### What to produce
Line by line, transcribe the data below exactly and pass over the images.

### Referring expression pointing data
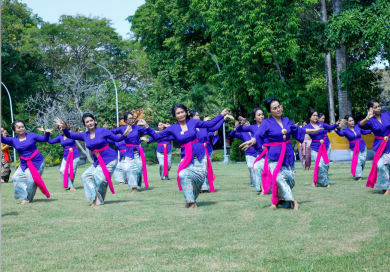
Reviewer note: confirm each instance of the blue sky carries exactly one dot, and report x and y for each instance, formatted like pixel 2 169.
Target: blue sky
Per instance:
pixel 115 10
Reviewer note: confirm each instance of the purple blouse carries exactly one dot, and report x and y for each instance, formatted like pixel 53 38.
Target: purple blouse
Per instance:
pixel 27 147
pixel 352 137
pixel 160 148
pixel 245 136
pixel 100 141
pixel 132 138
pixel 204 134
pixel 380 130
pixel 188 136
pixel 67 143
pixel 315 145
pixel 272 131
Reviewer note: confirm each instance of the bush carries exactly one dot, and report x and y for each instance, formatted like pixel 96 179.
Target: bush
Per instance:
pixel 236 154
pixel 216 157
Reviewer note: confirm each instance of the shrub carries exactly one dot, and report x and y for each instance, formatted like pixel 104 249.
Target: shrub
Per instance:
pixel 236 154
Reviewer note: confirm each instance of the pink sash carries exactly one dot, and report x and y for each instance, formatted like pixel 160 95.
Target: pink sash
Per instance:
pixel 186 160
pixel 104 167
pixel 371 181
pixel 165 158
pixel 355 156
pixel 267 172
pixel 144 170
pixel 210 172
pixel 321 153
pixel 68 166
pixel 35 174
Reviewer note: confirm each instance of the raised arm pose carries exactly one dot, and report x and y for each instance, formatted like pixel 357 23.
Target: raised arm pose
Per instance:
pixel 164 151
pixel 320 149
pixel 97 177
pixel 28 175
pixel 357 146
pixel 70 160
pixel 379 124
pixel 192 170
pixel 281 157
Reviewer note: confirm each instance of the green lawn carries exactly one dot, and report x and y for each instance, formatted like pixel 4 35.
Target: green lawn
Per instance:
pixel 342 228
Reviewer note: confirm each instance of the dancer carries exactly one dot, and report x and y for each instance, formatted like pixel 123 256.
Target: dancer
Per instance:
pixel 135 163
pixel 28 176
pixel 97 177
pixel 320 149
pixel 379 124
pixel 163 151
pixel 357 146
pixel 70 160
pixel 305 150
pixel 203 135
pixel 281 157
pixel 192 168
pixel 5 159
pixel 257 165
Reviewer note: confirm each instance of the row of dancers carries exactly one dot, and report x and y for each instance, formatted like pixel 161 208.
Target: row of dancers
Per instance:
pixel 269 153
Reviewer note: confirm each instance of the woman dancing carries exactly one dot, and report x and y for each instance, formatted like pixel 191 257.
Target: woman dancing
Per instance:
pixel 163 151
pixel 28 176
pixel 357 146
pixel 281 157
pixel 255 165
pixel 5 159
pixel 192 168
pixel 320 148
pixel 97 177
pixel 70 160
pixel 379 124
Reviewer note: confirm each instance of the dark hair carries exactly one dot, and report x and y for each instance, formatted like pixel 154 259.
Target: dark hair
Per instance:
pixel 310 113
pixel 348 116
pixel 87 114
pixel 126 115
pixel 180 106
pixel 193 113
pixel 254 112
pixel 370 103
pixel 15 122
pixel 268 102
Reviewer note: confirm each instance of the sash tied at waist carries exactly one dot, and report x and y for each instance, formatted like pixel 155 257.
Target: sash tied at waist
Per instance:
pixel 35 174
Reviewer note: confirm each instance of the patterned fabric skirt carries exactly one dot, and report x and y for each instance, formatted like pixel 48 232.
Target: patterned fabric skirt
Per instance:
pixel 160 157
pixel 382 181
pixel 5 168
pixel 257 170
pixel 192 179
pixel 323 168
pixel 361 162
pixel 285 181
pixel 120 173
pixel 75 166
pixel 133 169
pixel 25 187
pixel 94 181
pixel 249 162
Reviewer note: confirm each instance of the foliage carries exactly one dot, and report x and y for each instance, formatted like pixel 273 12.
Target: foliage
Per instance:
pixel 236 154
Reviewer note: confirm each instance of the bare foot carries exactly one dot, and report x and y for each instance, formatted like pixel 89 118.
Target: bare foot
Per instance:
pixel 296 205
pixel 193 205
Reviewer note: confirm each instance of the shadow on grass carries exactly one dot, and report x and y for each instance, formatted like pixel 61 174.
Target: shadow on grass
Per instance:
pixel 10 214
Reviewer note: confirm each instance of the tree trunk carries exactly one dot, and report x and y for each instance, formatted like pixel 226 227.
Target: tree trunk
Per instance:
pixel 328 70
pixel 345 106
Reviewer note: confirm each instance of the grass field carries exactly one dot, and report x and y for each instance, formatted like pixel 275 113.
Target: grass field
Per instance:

### Answer area
Reviewer note: confirm each instance of the blue sky carries exactly one dot, and report x and y for each instance, formatted like pixel 2 169.
Target: blue sky
Per instance:
pixel 115 10
Reviewer note: confirm each instance of the purple blouse carries exactly one dot, and report x and y for each instance, formatted like pixel 53 38.
Target: purple blouse
Per instance:
pixel 27 147
pixel 352 137
pixel 160 148
pixel 245 136
pixel 100 141
pixel 132 138
pixel 204 134
pixel 380 130
pixel 188 136
pixel 67 143
pixel 315 145
pixel 272 131
Reviewer note: confirm each instance of the bush carries exactly one dot, and report x and y for each instance, formatted like pixel 96 179.
Target: bush
Per instance:
pixel 236 154
pixel 216 157
Reviewer note: confirm each instance of the shrub carries exactly one dot, and report x and y for each instance, formatted like pixel 104 249.
Target: shrub
Per instance:
pixel 236 154
Reviewer note: confirm each instance of the pink sash carries exactly one dot, and report x and y for each instance, formatted like pixel 160 95.
Target: pink sash
Per instance:
pixel 186 160
pixel 104 167
pixel 371 181
pixel 165 158
pixel 355 156
pixel 267 172
pixel 144 170
pixel 210 172
pixel 321 153
pixel 68 166
pixel 35 174
Reviewer note: confirm each instance of the raised arm pose carries exactly one dot, and report x and y for each instance, formatted like pixel 357 23.
Target: raised arm pose
Per instance:
pixel 164 151
pixel 320 149
pixel 97 177
pixel 28 175
pixel 357 146
pixel 70 160
pixel 379 124
pixel 192 170
pixel 281 157
Reviewer note: confirm each instance of the green lawn carries exactly one dot, and report x and y for each instance, formatted like pixel 4 35.
Target: green lawn
Per instance:
pixel 342 228
Reviewer note: confirm each instance of the dancer carries exactly one dot, and report x and y for each instance, formatted like pixel 123 256.
Target: dancer
Per instance:
pixel 135 163
pixel 28 176
pixel 97 177
pixel 320 149
pixel 379 124
pixel 163 151
pixel 357 146
pixel 70 160
pixel 305 150
pixel 203 135
pixel 281 157
pixel 192 168
pixel 5 159
pixel 257 165
Reviewer note: confirm each instance of the row of dancers carries exactly one dot, and report x and y for each instance, formatted like pixel 161 208.
Target: row of dancers
Per instance:
pixel 269 153
Reviewer note: confirm each instance of the woman dancing carries exactly one dot, and report x and y for each instance, formatted like pixel 191 257.
Target: woman dancing
Per instance:
pixel 163 151
pixel 28 176
pixel 357 146
pixel 281 157
pixel 255 165
pixel 5 159
pixel 192 168
pixel 320 148
pixel 97 177
pixel 70 160
pixel 379 124
Reviewer note: confirm each instance of the dark hair carries exactly one dot, and report x and y for each instance, formatted like pixel 154 259.
Target: dark hair
Per instance:
pixel 310 113
pixel 348 116
pixel 87 114
pixel 126 115
pixel 180 106
pixel 193 113
pixel 254 112
pixel 370 103
pixel 15 122
pixel 268 102
Reviewer note: confirm each instance of the sash tied at waist carries exactly one dot, and report x and y for each instance, formatted like pixel 155 257.
Target: sash tied at waist
Per instance:
pixel 35 174
Reviewer note: confirm each instance of the patterned fabric skirt carries exactly one dot, and report x and y for each instance, formatted like pixel 48 232.
Target: patterned fabric skirt
Per instance:
pixel 160 157
pixel 382 181
pixel 5 168
pixel 257 170
pixel 192 179
pixel 323 168
pixel 361 162
pixel 285 181
pixel 120 173
pixel 75 166
pixel 133 169
pixel 25 187
pixel 94 181
pixel 249 162
Reviewer note: confirm each instance of the foliage carries exactly one dot, and report x and y for each instance, formatted like pixel 273 12.
Target: foliage
Per instance:
pixel 236 154
Reviewer note: confirm each instance of the bare foot carries exactly one dot, and report x and y for each instance, formatted like pixel 89 118.
Target: bare foot
Per instance:
pixel 296 205
pixel 193 205
Reviewer note: confirm each instance of the shadow on grass carries exactly one dot, and report x and y for each instance, formatted like pixel 61 174.
Target: shadow on grass
Per instance:
pixel 10 214
Reviewer note: confirm each instance of the tree trunk carries exactly one dot, and report x and y for each instance, formatted like pixel 226 227.
Target: tree trunk
Per instance:
pixel 328 70
pixel 345 106
Reviewer note: confirm each instance of the grass field carries exactly one dot, and report x and y for each instance, formatted like pixel 275 113.
Target: grass field
Per instance:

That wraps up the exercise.